§ DATA PROVIDED
--- START ---
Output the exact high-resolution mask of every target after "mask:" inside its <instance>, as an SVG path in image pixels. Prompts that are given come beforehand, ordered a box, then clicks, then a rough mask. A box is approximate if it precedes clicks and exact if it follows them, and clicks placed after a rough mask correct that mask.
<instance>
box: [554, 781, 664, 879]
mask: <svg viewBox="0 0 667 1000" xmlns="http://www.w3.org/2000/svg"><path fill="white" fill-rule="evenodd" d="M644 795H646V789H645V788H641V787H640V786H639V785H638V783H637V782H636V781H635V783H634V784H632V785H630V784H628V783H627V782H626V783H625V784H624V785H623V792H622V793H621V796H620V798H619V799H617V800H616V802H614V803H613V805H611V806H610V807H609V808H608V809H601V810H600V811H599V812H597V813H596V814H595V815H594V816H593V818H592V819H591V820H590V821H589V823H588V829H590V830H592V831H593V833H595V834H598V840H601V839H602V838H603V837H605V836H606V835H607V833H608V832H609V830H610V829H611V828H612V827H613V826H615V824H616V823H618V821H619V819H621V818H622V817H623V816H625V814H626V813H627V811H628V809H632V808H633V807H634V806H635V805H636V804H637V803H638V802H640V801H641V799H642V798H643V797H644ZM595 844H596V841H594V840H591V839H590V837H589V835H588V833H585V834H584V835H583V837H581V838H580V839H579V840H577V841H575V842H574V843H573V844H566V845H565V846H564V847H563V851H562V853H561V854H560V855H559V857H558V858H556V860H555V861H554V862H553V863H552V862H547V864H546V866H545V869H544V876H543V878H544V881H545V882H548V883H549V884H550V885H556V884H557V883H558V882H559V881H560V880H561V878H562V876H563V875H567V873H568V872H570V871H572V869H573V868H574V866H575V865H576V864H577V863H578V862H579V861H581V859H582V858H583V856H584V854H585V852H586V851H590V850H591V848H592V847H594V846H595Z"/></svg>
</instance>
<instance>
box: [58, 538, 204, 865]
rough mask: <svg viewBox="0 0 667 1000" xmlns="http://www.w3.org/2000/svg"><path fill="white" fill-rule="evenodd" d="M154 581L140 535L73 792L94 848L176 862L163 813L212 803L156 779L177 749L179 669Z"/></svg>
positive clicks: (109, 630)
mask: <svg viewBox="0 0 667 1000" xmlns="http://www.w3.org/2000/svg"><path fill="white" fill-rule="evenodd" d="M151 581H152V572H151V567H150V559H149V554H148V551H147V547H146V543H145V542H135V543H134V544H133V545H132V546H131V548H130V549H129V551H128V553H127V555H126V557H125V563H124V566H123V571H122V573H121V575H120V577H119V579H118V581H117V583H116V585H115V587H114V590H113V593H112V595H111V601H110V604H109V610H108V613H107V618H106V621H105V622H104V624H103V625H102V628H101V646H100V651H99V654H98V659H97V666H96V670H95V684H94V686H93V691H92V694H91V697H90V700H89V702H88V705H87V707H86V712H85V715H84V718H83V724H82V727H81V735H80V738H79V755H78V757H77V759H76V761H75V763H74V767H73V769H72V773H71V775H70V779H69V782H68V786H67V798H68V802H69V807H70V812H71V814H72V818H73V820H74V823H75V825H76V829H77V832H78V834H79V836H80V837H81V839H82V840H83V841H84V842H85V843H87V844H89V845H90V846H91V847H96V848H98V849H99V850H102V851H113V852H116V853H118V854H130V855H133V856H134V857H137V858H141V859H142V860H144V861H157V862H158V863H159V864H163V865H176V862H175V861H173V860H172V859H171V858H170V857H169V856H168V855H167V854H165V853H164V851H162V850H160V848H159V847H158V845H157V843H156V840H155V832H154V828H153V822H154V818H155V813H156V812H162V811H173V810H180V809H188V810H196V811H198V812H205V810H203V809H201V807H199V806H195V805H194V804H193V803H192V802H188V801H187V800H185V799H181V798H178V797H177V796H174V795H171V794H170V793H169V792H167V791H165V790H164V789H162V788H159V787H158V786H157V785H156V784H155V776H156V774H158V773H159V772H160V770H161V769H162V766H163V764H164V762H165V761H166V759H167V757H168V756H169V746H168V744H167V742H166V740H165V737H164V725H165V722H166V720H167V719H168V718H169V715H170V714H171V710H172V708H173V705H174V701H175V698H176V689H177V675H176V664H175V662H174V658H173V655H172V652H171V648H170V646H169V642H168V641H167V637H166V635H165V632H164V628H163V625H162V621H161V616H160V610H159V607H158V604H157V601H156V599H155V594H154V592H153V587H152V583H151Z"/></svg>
--- END ---
§ YOUR GOAL
Above are the records. Copy the lines beginning at the one that has "</instance>" and ending with the one that has "rough mask: <svg", unchanged.

§ RESPONSE TO THIS EXERCISE
</instance>
<instance>
box: [58, 538, 204, 865]
rough mask: <svg viewBox="0 0 667 1000" xmlns="http://www.w3.org/2000/svg"><path fill="white" fill-rule="evenodd" d="M154 581L140 535L73 792L94 848L176 862L163 813L212 803L156 779L177 749L179 669Z"/></svg>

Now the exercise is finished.